» **PROBLEM STATEMENT**:
Can you copy everything in the listing below, from the line containing "Teacher note: have the class pick out the asphalt" down to the end of the listing, requests included, and add 128 to every coordinate in the answers?

─── RECORDS FOR THIS TASK ───

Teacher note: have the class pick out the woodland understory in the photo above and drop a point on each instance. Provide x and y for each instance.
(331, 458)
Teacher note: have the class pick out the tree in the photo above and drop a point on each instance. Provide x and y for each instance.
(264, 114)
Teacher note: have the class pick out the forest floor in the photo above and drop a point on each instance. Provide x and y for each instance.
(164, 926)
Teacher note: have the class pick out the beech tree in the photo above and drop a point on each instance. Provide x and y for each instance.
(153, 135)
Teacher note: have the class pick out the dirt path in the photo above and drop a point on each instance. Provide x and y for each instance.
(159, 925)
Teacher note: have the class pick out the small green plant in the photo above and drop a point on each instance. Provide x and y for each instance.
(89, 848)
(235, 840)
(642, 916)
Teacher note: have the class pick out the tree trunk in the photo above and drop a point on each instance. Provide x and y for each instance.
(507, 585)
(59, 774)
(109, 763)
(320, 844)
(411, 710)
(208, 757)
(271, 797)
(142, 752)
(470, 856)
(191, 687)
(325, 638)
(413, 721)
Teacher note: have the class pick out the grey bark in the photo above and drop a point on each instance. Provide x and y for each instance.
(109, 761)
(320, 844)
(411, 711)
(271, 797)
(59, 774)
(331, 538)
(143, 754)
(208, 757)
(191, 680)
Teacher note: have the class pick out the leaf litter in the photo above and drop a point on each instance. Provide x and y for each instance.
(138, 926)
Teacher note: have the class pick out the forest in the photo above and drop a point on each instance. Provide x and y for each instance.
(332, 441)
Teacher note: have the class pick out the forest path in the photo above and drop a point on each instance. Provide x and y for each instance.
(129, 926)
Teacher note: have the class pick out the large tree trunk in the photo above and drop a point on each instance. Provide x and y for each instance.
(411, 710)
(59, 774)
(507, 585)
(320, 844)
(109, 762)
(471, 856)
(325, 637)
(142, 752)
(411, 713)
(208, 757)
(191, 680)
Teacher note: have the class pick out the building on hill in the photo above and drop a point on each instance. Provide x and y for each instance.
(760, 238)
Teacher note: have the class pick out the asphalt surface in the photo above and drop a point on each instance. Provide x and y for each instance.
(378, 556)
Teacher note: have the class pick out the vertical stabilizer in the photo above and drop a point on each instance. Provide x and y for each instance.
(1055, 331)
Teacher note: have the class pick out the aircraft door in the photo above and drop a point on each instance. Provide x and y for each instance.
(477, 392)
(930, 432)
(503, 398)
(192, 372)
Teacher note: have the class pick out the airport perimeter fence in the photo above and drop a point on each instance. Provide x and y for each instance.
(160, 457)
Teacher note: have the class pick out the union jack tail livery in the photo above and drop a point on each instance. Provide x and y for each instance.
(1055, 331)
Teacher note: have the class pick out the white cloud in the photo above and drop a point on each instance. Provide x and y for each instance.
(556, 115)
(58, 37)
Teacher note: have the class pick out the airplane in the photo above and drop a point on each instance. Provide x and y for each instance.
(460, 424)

───

» **EXERCISE SOLUTION**:
Teacher note: have the class pick out the asphalt surface in the photo above and drop a point on each instance. Provide x and y for each instance.
(506, 684)
Teacher note: have the class pick out the vertical stabilizer in the photo above and drop a point on each instance. Provide x and y for each instance.
(1183, 459)
Teacher note: have the class pick out the aircraft door in the photo above and drop a point on each instance. Provide x and y for each instance.
(605, 520)
(1058, 560)
(631, 526)
(320, 500)
Teacher note: have the class pick out the airport perimeter fence in the photo above and drop a point on each instance. Provide x and y for each instance.
(288, 585)
Teacher note: have the class pick out the union jack tail livery in the photo above and drop a point on each instance. Provide x and y for each instance.
(1183, 459)
Teacher note: have the class pick out the white cloud in the photo above and drop a point on each instance. Provide x and y for each instance.
(684, 243)
(186, 165)
Teacher note: have the class pick out the airplane in the photo above and drop a point on each instance. Provide x and y for each instance.
(588, 552)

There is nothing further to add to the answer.